### INPUT MATERIAL ###
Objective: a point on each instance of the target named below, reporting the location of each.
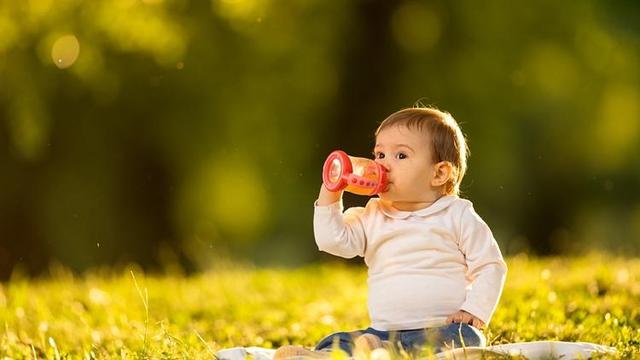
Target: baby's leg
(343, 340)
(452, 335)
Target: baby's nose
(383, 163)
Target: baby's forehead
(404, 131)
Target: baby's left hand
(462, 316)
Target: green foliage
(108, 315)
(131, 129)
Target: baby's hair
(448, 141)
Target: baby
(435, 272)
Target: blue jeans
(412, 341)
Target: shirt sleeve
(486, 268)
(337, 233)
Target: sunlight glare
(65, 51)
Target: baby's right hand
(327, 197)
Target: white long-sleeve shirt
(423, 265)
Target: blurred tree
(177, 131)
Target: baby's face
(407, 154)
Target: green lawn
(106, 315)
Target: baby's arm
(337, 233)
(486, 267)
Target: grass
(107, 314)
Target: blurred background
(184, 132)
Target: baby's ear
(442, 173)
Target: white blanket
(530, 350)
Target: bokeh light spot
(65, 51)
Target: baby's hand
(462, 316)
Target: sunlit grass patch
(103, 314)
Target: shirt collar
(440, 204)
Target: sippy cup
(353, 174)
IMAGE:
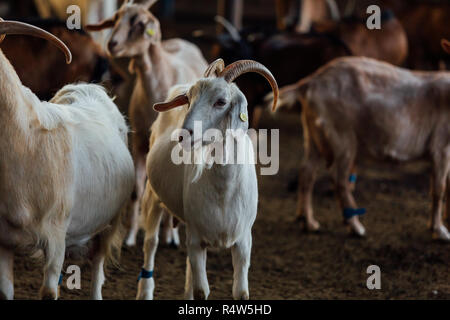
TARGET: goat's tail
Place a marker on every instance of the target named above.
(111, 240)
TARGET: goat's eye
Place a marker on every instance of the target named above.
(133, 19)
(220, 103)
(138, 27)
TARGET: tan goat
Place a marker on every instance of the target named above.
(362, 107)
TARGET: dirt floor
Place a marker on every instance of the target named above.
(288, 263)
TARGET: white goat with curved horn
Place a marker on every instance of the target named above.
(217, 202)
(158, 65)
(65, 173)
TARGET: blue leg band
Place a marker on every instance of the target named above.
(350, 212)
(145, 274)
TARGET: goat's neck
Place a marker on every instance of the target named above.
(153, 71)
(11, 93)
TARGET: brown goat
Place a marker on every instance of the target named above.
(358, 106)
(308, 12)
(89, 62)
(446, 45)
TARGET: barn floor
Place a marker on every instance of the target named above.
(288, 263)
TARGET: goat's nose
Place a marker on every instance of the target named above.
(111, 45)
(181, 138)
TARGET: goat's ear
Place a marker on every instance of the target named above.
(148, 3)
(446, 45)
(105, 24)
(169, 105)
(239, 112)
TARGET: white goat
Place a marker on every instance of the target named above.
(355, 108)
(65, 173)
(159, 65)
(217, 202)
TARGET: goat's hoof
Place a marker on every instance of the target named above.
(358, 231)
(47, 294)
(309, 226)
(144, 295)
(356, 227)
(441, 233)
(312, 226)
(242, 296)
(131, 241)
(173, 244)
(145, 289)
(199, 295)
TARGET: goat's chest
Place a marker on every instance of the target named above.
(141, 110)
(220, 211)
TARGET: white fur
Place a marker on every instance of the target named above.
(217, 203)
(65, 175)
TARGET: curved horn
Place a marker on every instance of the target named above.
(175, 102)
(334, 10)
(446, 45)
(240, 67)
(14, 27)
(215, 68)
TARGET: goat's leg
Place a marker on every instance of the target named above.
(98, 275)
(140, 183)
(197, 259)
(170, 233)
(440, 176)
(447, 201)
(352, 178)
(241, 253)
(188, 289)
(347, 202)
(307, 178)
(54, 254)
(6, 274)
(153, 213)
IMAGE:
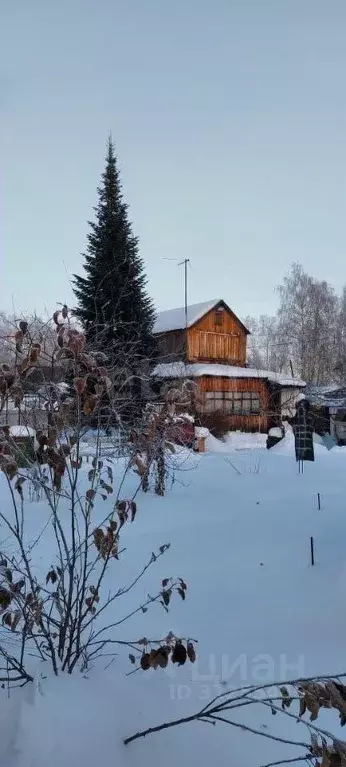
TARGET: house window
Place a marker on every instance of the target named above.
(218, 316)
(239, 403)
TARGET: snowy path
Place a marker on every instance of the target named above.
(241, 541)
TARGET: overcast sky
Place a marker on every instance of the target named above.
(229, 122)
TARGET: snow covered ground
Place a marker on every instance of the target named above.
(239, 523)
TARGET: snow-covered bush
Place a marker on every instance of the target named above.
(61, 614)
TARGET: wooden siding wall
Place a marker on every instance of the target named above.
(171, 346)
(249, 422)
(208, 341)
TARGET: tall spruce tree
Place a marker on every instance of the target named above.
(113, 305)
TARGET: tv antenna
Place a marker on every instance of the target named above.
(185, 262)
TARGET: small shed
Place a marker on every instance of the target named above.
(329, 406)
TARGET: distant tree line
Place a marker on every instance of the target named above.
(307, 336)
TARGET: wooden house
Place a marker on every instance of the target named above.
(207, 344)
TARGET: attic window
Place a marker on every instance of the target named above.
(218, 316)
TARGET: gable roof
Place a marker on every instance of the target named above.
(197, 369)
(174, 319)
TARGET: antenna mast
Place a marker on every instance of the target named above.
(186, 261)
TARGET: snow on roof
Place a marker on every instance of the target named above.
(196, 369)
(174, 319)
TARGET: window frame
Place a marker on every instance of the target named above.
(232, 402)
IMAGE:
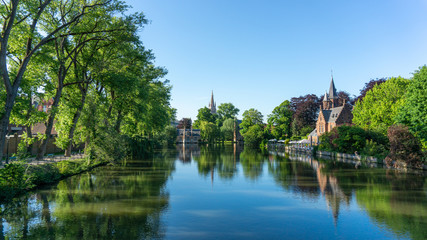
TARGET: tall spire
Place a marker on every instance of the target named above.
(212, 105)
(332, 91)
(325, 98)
###
■ DIRECTIONS:
This task calls for the records to be copied exactly, without pictures.

■ RESPONSE AREA:
Objective: a point on each instance of the target named below, reporting the location of each.
Target: baby's leg
(343, 340)
(452, 335)
Target: baby's nose
(383, 163)
Target: baby's forehead
(404, 131)
Target: baby's left hand
(462, 316)
Target: green foliage
(108, 315)
(131, 129)
Target: baby's hair
(448, 141)
Target: baby
(435, 272)
Target: blue jeans
(412, 341)
Target: shirt sleeve
(486, 268)
(337, 233)
Target: sunlight glare
(65, 51)
Target: baby's right hand
(327, 197)
Target: white long-sleeve shirt
(423, 265)
Target: blurred tree
(177, 131)
Target: baby's face
(407, 154)
Target: green lawn
(106, 315)
Target: baby's arm
(337, 233)
(486, 267)
Target: grass
(107, 314)
Target: blurred background
(184, 132)
Target: baby's ear
(442, 173)
Target: white blanket
(530, 350)
Target: bokeh light spot
(65, 51)
Target: baby's hand
(462, 316)
Target: sunlit grass patch
(103, 314)
Target: shirt collar
(440, 204)
Target: sippy cup
(353, 174)
IMAGE:
TARGET: goat's tail
Place a marker on every instance of the target named above.
(111, 240)
TARGET: goat's eye
Place a marker on every instance of the target named above.
(133, 19)
(220, 103)
(138, 27)
TARGET: tan goat
Place a marker on every instance of the target named above.
(362, 107)
TARGET: dirt floor
Place a marker on every instance of the target named above.
(288, 263)
TARGET: white goat with curved horn
Place a marker on every instance of the target named above.
(217, 202)
(158, 65)
(65, 173)
TARGET: blue leg band
Place a marker on every instance of the target named above.
(350, 212)
(145, 274)
TARGET: goat's neck
Place a marker on every instance of the target named above.
(153, 71)
(11, 93)
TARGET: brown goat
Place a marker on every instance of the target named above.
(358, 106)
(308, 12)
(89, 62)
(446, 45)
TARGET: barn floor
Place a marker on every instance of the target named above.
(288, 263)
TARGET: goat's nose
Place a marker on every instance of the target named above.
(111, 45)
(181, 138)
TARGET: goat's ear
Place a marker on every instance of the target named above.
(148, 3)
(446, 45)
(105, 24)
(169, 105)
(239, 112)
TARGET: white goat
Place a marker on every instance of the target named above.
(355, 108)
(65, 173)
(159, 65)
(217, 202)
TARGET: goat's hoof
Place a marker on every instance of the target named above.
(358, 231)
(47, 294)
(309, 226)
(144, 295)
(356, 227)
(441, 233)
(312, 226)
(242, 296)
(131, 241)
(173, 244)
(145, 289)
(199, 295)
TARGET: goat's chest
Place a marker on every instance of the target named above.
(141, 110)
(220, 211)
TARGET: white fur
Place a marker on every instance of the target named above.
(217, 203)
(65, 175)
TARGET: curved horn
Place a marker on every instance of the target named above.
(175, 102)
(334, 10)
(446, 45)
(240, 67)
(14, 27)
(215, 68)
TARGET: goat's leg
Place a marker on every instance of the target named above.
(98, 275)
(140, 183)
(197, 259)
(170, 233)
(440, 176)
(447, 201)
(352, 178)
(241, 253)
(188, 289)
(347, 202)
(307, 178)
(54, 254)
(6, 274)
(153, 213)
IMAGE:
TARGET: house window
Place a marker on every instance of the target named above.
(218, 316)
(239, 403)
TARGET: snowy path
Place a marker on every instance of the target named above.
(241, 541)
TARGET: overcast sky
Place a marker on every instance of the target named above.
(229, 122)
TARGET: snow covered ground
Place a marker on every instance of the target named above.
(239, 523)
TARGET: snow-covered bush
Place a marker on every instance of the target named above.
(61, 614)
TARGET: wooden siding wall
Place a marker on every instance of the target named above.
(171, 346)
(249, 422)
(208, 341)
TARGET: tall spruce tree
Place a marker on every instance of the target named above.
(113, 305)
TARGET: tv antenna
Place a marker on every instance of the target named above.
(185, 262)
TARGET: small shed
Place a marker on every instance of the target named above.
(329, 406)
TARGET: distant tree line
Place a marker on every instance of the target named above.
(307, 336)
TARGET: wooden house
Place a marker on every instance of the target named above.
(207, 344)
TARGET: attic window
Place a marker on every instance of the target named above.
(218, 316)
TARGET: gable roof
Place a marker on every instance of the target named above.
(197, 369)
(174, 319)
TARGET: antenna mast
Place a marker on every instance of the target named above.
(186, 261)
TARGET: snow on roof
Place a marker on every instance of the target named above.
(196, 369)
(174, 319)
TARGET: window frame
Place a marker on every instance of the target named above.
(232, 402)
IMAGE:
TARGET: tall spire
Place a marker on every instance of the target named above.
(212, 105)
(332, 91)
(325, 98)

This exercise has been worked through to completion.